Prompt: Can you rewrite every line of the listing below as a JSON list of strings, one string per line, with the blank lines left out?

Input for this task:

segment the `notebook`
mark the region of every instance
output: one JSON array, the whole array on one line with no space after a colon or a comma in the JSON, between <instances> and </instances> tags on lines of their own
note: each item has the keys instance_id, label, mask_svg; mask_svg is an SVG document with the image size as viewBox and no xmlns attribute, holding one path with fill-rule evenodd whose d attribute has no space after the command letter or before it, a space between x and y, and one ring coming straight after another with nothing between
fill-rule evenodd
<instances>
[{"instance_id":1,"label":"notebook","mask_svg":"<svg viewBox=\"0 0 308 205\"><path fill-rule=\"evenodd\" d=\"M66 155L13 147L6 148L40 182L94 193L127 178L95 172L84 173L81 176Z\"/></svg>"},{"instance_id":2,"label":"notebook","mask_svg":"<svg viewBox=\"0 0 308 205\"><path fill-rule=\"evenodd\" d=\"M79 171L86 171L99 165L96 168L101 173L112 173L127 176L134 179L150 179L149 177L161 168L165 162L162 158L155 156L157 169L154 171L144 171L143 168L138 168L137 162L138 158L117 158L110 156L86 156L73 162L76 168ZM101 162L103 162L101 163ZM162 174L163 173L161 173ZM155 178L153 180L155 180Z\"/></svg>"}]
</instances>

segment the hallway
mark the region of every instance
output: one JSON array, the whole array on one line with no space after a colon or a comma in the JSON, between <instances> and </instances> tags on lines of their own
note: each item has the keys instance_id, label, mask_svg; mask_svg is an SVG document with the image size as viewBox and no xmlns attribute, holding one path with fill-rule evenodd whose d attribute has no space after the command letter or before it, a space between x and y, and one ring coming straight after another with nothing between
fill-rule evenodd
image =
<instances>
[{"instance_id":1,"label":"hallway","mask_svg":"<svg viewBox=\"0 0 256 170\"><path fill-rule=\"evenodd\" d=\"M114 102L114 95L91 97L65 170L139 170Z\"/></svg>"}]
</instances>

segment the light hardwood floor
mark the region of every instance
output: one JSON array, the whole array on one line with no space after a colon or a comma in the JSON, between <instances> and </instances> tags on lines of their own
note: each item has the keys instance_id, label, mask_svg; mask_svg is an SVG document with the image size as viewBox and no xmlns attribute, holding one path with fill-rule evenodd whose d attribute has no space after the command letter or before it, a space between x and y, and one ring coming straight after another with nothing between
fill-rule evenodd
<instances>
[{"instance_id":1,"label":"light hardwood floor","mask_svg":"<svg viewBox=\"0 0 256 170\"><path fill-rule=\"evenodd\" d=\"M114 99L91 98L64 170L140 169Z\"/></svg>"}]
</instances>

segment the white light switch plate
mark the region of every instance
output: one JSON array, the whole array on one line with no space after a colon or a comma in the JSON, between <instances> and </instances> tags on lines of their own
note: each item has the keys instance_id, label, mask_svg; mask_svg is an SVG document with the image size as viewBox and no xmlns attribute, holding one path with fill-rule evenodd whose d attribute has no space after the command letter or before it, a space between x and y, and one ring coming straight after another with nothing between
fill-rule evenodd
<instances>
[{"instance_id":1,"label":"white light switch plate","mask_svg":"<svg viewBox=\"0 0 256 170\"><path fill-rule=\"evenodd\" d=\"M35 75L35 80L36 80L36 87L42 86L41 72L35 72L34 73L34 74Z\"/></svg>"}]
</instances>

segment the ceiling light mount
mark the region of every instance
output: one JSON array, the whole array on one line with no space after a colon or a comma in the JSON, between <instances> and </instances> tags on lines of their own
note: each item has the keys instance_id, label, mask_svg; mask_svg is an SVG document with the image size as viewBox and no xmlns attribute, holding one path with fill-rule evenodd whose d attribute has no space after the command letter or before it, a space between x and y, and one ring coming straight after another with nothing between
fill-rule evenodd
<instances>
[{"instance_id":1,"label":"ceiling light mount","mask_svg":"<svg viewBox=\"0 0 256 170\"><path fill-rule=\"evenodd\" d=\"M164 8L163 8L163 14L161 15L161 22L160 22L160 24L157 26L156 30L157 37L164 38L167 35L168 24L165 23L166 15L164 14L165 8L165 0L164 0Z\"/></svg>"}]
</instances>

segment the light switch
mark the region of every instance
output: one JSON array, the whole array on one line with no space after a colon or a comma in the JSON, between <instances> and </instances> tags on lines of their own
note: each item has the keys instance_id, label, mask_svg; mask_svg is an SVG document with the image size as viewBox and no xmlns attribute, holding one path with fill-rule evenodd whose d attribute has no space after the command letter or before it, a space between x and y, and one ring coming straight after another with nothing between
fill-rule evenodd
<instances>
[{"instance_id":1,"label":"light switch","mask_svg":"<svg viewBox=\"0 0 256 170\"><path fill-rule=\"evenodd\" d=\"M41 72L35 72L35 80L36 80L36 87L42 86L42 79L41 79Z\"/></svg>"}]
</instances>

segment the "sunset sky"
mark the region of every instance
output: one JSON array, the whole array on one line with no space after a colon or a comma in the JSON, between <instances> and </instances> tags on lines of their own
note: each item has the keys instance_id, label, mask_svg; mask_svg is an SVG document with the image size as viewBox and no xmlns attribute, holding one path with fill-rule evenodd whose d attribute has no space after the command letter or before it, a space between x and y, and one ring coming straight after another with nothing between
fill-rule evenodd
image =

Response to this exercise:
[
  "segment the `notebook`",
  "mark the region of every instance",
  "output: one JSON array, the whole array on one line with no space after a colon or a comma in the JSON, between <instances> and </instances> tags on lines of their own",
  "note: each item has the keys instance_id, label, mask_svg; mask_svg is an SVG document with the image size as viewBox and no xmlns attribute, holding one path with fill-rule evenodd whose d attribute has no space after the command letter or before it, a space between x and y, and one ring coming straight after another with nothing between",
  "fill-rule evenodd",
  "<instances>",
  "[{\"instance_id\":1,\"label\":\"notebook\",\"mask_svg\":\"<svg viewBox=\\\"0 0 308 205\\\"><path fill-rule=\\\"evenodd\\\" d=\\\"M66 155L13 147L6 148L40 182L94 193L127 178L95 172L84 173L81 176Z\\\"/></svg>\"},{\"instance_id\":2,\"label\":\"notebook\",\"mask_svg\":\"<svg viewBox=\\\"0 0 308 205\\\"><path fill-rule=\\\"evenodd\\\" d=\\\"M79 171L86 171L99 165L96 168L101 173L112 173L127 176L134 179L150 179L149 177L161 168L165 162L162 158L155 156L157 169L154 171L144 171L143 168L138 168L137 162L138 158L117 158L110 156L86 156L73 162L76 168ZM101 162L103 162L101 163ZM162 174L163 173L161 173ZM155 178L153 180L155 180Z\\\"/></svg>\"}]",
  "</instances>",
  "segment the hallway",
  "mark the region of every instance",
  "output: one JSON array, the whole array on one line with no space after a colon or a comma in the JSON, between <instances> and </instances> tags on lines of their own",
  "note: each item has the keys instance_id, label, mask_svg; mask_svg is an SVG document with the image size as viewBox and no xmlns attribute, holding one path with fill-rule evenodd whose d attribute has no space after the command letter or before it, a space between x and y, and one ring coming straight after another with nothing between",
  "fill-rule evenodd",
  "image =",
  "<instances>",
  "[{\"instance_id\":1,\"label\":\"hallway\",\"mask_svg\":\"<svg viewBox=\\\"0 0 256 170\\\"><path fill-rule=\\\"evenodd\\\" d=\\\"M114 102L114 95L91 97L65 170L139 170Z\\\"/></svg>\"}]",
  "</instances>",
  "segment the light hardwood floor",
  "mark the region of every instance",
  "output: one JSON array, the whole array on one line with no space after a colon or a comma in the JSON, between <instances> and </instances> tags on lines of their own",
  "note: each item has the keys instance_id, label, mask_svg; mask_svg is an SVG document with the image size as viewBox and no xmlns attribute, holding one path with fill-rule evenodd whose d attribute has no space after the command letter or before it, a space between x and y, and one ring coming straight after another with nothing between",
  "fill-rule evenodd",
  "<instances>",
  "[{\"instance_id\":1,\"label\":\"light hardwood floor\",\"mask_svg\":\"<svg viewBox=\\\"0 0 256 170\\\"><path fill-rule=\\\"evenodd\\\" d=\\\"M114 99L91 98L64 170L140 169Z\\\"/></svg>\"}]",
  "</instances>",
  "segment the white light switch plate",
  "mark the region of every instance",
  "output: one JSON array, the whole array on one line with no space after a colon or a comma in the JSON, between <instances> and </instances> tags on lines of their own",
  "note: each item has the keys instance_id, label, mask_svg; mask_svg is an SVG document with the image size as viewBox and no xmlns attribute, holding one path with fill-rule evenodd whose d attribute has no space after the command letter or before it, a space between x and y, and one ring coming straight after another with nothing between",
  "fill-rule evenodd",
  "<instances>",
  "[{\"instance_id\":1,\"label\":\"white light switch plate\",\"mask_svg\":\"<svg viewBox=\\\"0 0 256 170\\\"><path fill-rule=\\\"evenodd\\\" d=\\\"M35 75L35 80L36 80L36 87L42 86L41 72L35 72L34 73L34 74Z\\\"/></svg>\"}]",
  "</instances>",
  "segment the ceiling light mount",
  "mark the region of every instance",
  "output: one JSON array, the whole array on one line with no space after a colon or a comma in the JSON, between <instances> and </instances> tags on lines of their own",
  "note: each item has the keys instance_id, label, mask_svg; mask_svg is an SVG document with the image size as viewBox and no xmlns attribute, holding one path with fill-rule evenodd whose d attribute has no space after the command letter or before it, a space between x and y, and one ring coming straight after another with nothing between",
  "fill-rule evenodd",
  "<instances>",
  "[{\"instance_id\":1,\"label\":\"ceiling light mount\",\"mask_svg\":\"<svg viewBox=\\\"0 0 256 170\\\"><path fill-rule=\\\"evenodd\\\" d=\\\"M164 8L163 8L163 14L161 15L161 22L160 22L160 24L157 26L156 30L157 37L164 38L167 35L168 24L165 23L166 15L164 14L165 8L165 0L164 0Z\\\"/></svg>\"}]",
  "</instances>",
  "segment the light switch",
  "mark the region of every instance",
  "output: one JSON array, the whole array on one line with no space after a colon or a comma in the JSON, between <instances> and </instances> tags on lines of their own",
  "note: each item has the keys instance_id, label, mask_svg; mask_svg is an SVG document with the image size as viewBox and no xmlns attribute, holding one path with fill-rule evenodd whose d attribute has no space after the command letter or before it, a space between x and y, and one ring coming straight after another with nothing between",
  "fill-rule evenodd",
  "<instances>",
  "[{\"instance_id\":1,\"label\":\"light switch\",\"mask_svg\":\"<svg viewBox=\\\"0 0 256 170\\\"><path fill-rule=\\\"evenodd\\\" d=\\\"M41 72L35 72L35 80L36 80L36 87L42 86L42 79L41 79Z\\\"/></svg>\"}]",
  "</instances>",
  "segment the \"sunset sky\"",
  "mark the region of every instance",
  "output: one JSON array, the whole array on one line with no space after a colon or a comma in the JSON, between <instances> and </instances> tags on lines of their own",
  "note: each item has the keys instance_id, label, mask_svg; mask_svg is an SVG document with the image size as viewBox and no xmlns attribute, holding one path with fill-rule evenodd whose d attribute has no space after the command letter or before it, a space between x and y, and one ring coming straight after another with nothing between",
  "fill-rule evenodd",
  "image ="
]